- TAREAS PROPUESTAS -
1. Traduzca al inglés la siguiente oración del fragmento del documento: «Una buena compañía provoca el diálogo, y en ese intercambio de ideas se pueden encontrar soluciones a los problemas.»
2. Según el fragmento del documento, ¿qué tres actitudes atacará frontalmente este formato de familia?

Con este formato de familia atacaremos frontalmente el individualismo, la agresividad y el desencanto. Cada persona encontrará fácilmente resortes que la alejen de esas posturas enfermizas. Con el trato cercano a los otros miembros de la familia podremos descubrir algunas de sus necesidades y si nos ingeniamos para ayudarles a resolverlas, caerán fácilmente el individualismo y la indiferencia.
La agresividad desaparecerá porque cuando otra persona nos presta atención aflora la convicción de contar con el interés de otra persona y eso provoca simpatía, cercanía, agradecimiento. De algún modo se rompen barreras. El alma se serena y eso inicia los deseos de arreglar los problemas sin controversias ni resentimientos. La compañía siempre es mejor que la soledad.
Una buena compañía provoca el diálogo, y en ese intercambio de ideas se pueden encontrar soluciones a los problemas. El desencanto se minimizará debido al desahogo en cada conversación y con ese estado de ánimo será más fácil idear otras soluciones, si tampoco se acierta siempre está la posibilidad de entablar otra conversación, y así sucesivamente hasta dar con la solución.

- DATOS EXTRAÍDOS -
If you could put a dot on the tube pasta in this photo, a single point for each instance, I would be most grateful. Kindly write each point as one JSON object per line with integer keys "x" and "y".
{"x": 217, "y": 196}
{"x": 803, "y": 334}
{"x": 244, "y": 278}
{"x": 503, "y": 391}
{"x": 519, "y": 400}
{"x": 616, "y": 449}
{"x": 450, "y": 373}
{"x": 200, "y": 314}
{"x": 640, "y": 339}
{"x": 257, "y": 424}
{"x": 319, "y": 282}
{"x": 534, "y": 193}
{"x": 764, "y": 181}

- RESPUESTAS ORDENADAS -
1. Good company prompts dialogue, and in that exchange of ideas solutions to problems can be found.

2. El individualismo, la agresividad y el desencanto.